_Document passage_
- - - - -

Countries with more individualistic traits also tend to hold more skepticism toward government interventions, which can make it harder to enforce rules. Yet where a culture of trust has developed alongside the sense of self-responsibility, through political stability, low inequality, and high standards of living, like in Sweden, Germany, and Switzerland, strict lockdowns have been avoided altogether. In implementing social distancing rules Sweden’s prime minister said he was simply relying on folkvett – people’s common sense.
Meanwhile, countries with a greater tendency toward collectivist traits on the WVS, like Taiwan, South Korea and Japan, may have been better able to maintain disciplined quarantines. In Japan courtesy, obligation, and shame play an important part in daily life, which has reinforced the elevation of group needs over individual needs, particularly through the wearing of face masks, maintaining social distance and personal hygiene. Stigmas around defecting from norms and giri, or duties toward others, continue to impact Japan’s social, political and business fora.
In South Korea, inhwa, or a culture of harmony between people, may have boosted the effectiveness of its distancing rules, though social factors may have influenced its response in other ways. It has adopted a highly efficient system of cellphone, credit card, and travel record monitoring for infection tracing. Although intrusive, public outrage has been relatively limited, particularly compared with debates in western nations.
For South Koreans accepting some state surveillance, a particularly transparent form at that, was a necessary sacrifice to avoid the loss of other freedoms. After all, it enabled the country to avoid a full lockdown. The vivid memory of the 2015 MERS outbreak, alongside growing trust in the government’s infection preparedness in its aftermath, is likely to have shaped the national psyche in its tolerance of this trade-off.

- - - - -

Reproduce everything from "For South Koreans" down to "of this trade-off." in the passage on culture and distancing rules, switching "surveillance" to "monitoring".

- - - - -

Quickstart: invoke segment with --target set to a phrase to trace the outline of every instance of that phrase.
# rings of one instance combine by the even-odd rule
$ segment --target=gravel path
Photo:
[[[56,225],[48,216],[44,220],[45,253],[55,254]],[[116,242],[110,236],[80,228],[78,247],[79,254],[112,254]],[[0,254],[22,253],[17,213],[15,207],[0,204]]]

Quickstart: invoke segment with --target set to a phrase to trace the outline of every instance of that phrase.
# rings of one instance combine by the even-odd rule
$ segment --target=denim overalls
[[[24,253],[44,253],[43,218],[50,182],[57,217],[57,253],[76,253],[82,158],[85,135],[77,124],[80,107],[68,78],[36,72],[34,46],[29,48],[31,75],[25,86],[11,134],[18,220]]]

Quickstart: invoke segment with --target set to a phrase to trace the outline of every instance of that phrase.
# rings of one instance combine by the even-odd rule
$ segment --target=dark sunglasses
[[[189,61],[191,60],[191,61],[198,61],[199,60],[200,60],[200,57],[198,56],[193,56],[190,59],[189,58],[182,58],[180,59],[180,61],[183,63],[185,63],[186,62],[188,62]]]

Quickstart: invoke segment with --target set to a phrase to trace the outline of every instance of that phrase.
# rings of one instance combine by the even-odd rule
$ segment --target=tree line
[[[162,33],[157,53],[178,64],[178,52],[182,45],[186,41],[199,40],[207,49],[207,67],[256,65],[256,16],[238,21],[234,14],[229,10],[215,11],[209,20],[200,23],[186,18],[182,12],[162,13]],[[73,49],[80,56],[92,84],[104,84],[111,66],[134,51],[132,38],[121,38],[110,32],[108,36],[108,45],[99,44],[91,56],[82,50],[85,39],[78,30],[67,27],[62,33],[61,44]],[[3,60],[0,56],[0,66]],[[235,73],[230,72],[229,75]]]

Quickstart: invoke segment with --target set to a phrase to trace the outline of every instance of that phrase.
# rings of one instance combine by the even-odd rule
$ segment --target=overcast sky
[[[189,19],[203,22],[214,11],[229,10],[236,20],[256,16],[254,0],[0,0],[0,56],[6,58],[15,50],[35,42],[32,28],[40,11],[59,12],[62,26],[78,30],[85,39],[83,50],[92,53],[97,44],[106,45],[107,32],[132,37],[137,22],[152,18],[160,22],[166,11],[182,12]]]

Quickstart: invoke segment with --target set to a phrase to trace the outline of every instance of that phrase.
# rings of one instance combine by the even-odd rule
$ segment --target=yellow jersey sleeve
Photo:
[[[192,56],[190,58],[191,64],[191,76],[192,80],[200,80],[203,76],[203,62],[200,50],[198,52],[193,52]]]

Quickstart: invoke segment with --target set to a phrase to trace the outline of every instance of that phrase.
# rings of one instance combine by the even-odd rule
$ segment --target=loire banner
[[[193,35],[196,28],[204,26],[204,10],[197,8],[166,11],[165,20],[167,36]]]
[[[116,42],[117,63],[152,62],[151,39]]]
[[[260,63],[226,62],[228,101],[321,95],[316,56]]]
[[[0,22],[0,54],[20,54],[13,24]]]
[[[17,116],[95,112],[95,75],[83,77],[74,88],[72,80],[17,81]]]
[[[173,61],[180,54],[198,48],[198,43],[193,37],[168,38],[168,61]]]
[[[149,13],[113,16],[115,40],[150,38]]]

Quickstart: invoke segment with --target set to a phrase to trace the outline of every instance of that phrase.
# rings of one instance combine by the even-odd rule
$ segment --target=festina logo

- - - - -

_Result of this exercise_
For South Koreans accepting some state monitoring, a particularly transparent form at that, was a necessary sacrifice to avoid the loss of other freedoms. After all, it enabled the country to avoid a full lockdown. The vivid memory of the 2015 MERS outbreak, alongside growing trust in the government’s infection preparedness in its aftermath, is likely to have shaped the national psyche in its tolerance of this trade-off.